Quote the post below on Corona's defense lawyers word for word, everything from "In the case" down to "the defense lawyers.".

» **TEXT SEGMENT**
>> BEGIN

In the case of Words V. Action, guess who wins.
(Courtesy of newsflash.org)
I chanced upon Karen Davila (not sure who her co-anchor was) talking about it, and she said something that struck me. She was asking people to refrain from personal attacks on the defense lawyers.
It seemed to her that the verbal barbs against Corona's team were just a little bit below the belt, and she reminded her listeners that everyone has the right to a defense attorney, and asking people to empathize and imagine if any of us were accused of something we didn't do, we would also be relying on the services of a lawyer to state and plead our case.
On the surface, I agreed with this. Corona has all the right to hire the best lawyers money can buy - or, in his case, pro-bono, as his lawyers have stated on more than one occassion to ensure that we don't forget it. He is entitled to his day in court, he has the right to refrain from speaking on account of self-incrimination.
Which led me to wonder, why was online commentary bordering on the personal, both about Corona and his lawyers?
I can think of two reasons.
One, none of those rights are being denied.
He has a powerhouse team of lawyers, led by Serafin Cuevas, who a friend described as a "rockstar". The reason the trial came to be is that serious charges were made against him and he has a legal, official venue for stating his case and refuting them, as this is all provided for in the Constitution. No one is forcing him to say anything if he feels it will damage his case or render him in bad light.

>> END

» **EXTRACTED DATA**
>> BEGIN

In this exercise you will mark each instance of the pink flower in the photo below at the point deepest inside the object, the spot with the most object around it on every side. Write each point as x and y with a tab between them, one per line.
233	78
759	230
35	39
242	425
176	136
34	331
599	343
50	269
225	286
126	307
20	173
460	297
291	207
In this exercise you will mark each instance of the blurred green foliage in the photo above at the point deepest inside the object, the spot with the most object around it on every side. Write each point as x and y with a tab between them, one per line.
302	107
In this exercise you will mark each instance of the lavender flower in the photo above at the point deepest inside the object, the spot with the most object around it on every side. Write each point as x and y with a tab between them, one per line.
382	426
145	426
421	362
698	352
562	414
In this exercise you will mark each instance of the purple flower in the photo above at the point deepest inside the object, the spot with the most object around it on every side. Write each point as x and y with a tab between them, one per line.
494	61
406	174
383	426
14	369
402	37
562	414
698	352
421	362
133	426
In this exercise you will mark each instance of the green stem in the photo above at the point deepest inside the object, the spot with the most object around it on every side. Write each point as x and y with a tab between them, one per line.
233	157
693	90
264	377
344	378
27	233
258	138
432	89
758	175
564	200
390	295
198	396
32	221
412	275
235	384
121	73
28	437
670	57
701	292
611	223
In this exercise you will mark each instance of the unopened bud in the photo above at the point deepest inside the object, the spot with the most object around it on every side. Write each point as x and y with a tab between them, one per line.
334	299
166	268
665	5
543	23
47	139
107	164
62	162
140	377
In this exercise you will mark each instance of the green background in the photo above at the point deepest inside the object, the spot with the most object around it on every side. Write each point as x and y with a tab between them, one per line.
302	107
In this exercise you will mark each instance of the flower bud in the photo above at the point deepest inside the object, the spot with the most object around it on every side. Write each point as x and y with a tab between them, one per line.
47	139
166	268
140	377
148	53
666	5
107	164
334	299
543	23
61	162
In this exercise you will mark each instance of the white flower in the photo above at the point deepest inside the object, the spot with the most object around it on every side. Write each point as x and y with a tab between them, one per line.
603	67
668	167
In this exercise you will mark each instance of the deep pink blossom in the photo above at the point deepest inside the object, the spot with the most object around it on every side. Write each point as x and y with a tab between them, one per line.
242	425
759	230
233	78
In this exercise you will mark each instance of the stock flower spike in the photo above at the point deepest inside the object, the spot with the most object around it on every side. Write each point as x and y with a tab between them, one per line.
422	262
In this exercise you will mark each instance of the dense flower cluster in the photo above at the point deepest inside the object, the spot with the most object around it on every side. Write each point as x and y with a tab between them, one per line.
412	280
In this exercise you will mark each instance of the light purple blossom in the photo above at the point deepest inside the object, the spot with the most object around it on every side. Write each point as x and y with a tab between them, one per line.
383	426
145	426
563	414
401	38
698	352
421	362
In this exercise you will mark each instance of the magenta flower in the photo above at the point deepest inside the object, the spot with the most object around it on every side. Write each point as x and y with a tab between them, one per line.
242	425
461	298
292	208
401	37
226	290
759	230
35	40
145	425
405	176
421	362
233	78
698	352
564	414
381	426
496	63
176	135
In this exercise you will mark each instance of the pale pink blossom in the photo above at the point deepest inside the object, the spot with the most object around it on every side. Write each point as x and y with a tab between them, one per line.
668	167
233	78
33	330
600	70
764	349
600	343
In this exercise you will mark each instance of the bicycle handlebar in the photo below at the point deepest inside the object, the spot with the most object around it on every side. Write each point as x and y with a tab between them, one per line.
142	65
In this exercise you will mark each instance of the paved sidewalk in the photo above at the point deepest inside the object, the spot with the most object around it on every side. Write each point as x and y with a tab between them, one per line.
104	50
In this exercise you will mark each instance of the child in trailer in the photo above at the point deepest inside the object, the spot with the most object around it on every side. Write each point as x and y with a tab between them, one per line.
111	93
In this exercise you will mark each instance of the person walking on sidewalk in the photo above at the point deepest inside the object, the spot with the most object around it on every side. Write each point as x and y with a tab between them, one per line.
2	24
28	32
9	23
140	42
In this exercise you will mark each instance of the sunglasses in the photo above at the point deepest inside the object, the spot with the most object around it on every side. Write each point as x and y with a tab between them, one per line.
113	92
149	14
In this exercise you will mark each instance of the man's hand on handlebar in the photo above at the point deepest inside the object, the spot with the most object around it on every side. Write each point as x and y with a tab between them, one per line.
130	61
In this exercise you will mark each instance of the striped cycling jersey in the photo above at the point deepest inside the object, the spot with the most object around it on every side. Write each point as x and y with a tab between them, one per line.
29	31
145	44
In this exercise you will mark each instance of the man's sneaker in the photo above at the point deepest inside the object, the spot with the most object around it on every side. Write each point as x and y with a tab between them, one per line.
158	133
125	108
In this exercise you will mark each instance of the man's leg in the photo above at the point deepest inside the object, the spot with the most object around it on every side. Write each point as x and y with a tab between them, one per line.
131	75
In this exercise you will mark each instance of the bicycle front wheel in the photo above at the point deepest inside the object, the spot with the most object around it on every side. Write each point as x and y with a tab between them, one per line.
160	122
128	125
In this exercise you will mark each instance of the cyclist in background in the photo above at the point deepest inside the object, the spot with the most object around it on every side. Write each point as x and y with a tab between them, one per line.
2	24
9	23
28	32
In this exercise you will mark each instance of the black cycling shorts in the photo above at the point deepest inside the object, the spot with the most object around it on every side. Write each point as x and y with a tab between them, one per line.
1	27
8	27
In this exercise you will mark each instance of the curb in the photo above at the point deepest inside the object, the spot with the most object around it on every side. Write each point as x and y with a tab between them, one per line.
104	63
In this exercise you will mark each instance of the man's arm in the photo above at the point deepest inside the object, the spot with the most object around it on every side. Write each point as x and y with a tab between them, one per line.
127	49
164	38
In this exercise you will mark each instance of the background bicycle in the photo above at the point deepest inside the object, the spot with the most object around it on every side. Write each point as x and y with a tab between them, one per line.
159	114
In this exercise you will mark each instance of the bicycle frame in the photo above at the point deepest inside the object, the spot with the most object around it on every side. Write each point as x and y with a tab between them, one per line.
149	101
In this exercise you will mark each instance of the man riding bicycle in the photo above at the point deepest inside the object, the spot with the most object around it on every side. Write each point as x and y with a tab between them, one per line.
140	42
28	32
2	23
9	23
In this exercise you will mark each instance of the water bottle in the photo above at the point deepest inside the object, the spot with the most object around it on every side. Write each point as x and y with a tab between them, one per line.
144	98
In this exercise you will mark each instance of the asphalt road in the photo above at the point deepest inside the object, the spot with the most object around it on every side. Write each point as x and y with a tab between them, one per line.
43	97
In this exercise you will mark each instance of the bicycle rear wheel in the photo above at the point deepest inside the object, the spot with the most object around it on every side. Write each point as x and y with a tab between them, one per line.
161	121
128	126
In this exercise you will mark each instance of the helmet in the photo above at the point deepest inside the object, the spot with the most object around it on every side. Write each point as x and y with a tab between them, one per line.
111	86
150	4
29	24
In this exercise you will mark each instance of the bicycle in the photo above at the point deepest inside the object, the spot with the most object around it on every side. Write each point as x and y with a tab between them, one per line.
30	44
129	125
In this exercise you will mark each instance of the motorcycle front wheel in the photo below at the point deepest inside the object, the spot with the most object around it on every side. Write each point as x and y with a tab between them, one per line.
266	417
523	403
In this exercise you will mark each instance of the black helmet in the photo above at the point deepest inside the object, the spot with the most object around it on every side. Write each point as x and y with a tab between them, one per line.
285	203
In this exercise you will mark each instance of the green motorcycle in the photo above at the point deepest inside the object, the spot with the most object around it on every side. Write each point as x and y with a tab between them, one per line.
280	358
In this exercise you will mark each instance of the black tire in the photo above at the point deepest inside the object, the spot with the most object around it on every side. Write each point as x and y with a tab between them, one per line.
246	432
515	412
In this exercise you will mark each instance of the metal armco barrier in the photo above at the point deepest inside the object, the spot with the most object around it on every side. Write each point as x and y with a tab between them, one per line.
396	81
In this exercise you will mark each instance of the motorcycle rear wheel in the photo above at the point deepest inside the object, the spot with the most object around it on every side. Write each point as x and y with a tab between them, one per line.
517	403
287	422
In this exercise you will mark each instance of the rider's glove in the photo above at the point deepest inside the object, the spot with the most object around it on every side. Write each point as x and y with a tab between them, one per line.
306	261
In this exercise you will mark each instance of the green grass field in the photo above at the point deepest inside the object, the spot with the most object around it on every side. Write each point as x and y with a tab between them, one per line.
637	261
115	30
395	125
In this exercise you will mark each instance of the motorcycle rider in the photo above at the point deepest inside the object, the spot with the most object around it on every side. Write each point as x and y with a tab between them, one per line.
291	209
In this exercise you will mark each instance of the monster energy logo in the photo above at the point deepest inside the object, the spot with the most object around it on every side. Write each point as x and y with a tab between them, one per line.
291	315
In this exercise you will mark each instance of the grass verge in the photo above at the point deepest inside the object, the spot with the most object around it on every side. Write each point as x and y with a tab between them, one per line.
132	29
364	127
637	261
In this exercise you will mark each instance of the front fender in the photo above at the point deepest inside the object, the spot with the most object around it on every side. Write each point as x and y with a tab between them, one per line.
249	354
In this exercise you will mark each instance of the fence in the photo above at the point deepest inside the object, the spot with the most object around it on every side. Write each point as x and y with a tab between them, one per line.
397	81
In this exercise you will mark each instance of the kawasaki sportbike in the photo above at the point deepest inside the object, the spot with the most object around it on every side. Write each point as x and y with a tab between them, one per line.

>> END

» **CORRECT RESULT**
In the case of Words V. Action, guess who wins.
(Courtesy of newsflash.org)
I chanced upon Karen Davila (not sure who her co-anchor was) talking about it, and she said something that struck me. She was asking people to refrain from personal attacks on the defense lawyers.